GIVEN RECORDS Block Start

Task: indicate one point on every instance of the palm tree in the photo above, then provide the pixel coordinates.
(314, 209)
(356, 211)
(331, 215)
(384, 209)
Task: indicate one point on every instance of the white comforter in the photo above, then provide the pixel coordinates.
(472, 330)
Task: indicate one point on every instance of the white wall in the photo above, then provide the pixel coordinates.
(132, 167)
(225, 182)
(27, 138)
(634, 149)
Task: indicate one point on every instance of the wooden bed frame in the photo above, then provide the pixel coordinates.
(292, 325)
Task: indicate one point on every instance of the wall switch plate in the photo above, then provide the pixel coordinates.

GIVEN RECORDS Block End
GIVEN RECORDS Block Start

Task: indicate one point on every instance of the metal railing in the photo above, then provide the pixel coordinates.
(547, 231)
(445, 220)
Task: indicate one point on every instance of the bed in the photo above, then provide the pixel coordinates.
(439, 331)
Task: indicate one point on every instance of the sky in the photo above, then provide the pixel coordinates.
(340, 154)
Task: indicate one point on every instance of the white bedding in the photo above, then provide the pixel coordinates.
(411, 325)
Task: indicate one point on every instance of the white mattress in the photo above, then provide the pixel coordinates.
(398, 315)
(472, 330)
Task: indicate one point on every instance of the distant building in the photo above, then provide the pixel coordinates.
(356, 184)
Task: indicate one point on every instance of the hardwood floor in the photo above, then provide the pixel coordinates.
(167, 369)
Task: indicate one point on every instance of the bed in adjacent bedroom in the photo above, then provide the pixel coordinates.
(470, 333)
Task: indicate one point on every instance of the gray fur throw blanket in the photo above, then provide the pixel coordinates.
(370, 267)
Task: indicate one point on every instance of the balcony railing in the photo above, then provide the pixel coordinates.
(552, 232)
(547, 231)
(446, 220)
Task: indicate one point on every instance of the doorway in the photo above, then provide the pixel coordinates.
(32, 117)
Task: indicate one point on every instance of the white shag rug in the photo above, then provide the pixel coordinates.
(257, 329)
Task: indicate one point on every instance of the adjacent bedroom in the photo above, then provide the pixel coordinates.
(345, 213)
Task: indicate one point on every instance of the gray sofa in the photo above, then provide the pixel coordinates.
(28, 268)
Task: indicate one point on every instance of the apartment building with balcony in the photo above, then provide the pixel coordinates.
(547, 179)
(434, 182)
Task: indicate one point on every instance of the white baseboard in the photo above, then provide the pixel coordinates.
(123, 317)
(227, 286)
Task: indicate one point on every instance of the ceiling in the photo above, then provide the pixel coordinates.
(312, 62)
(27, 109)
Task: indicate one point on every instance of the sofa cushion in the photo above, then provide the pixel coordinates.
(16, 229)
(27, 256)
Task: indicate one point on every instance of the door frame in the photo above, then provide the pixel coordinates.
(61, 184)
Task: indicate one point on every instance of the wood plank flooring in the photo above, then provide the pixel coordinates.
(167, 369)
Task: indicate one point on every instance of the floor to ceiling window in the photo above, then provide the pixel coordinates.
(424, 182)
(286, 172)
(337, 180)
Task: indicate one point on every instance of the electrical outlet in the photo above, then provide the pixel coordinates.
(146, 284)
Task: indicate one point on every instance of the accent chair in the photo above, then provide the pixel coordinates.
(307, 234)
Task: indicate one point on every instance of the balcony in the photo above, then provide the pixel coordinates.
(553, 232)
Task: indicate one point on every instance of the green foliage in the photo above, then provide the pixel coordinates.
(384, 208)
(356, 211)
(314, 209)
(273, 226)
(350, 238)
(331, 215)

GIVEN RECORDS Block End

EXERCISE REQUIREMENTS -
Reproduce the entries above exactly, but only the lines between the line holding "Task: indicate one point on every instance of the palm" and the line holding "Task: indicate one point on every instance of the wall", inclusive.

OUTPUT -
Task: indicate one point on every instance of the palm tree in the photo above, then provide the pixel coordinates.
(314, 209)
(356, 211)
(331, 215)
(384, 209)
Task: indicate one point on every instance of the white comforter in the photo above, then provide the pixel coordinates.
(472, 330)
Task: indicate one point on every instance of the white wall in the photo above, then provide the pixel coordinates.
(132, 167)
(225, 182)
(27, 138)
(634, 149)
Task: indicate one point on every instance of the wooden bed frame in the photo above, then provide the pixel coordinates.
(292, 325)
Task: indicate one point on every instance of the wall switch plate in the photo above, then provide the pixel coordinates.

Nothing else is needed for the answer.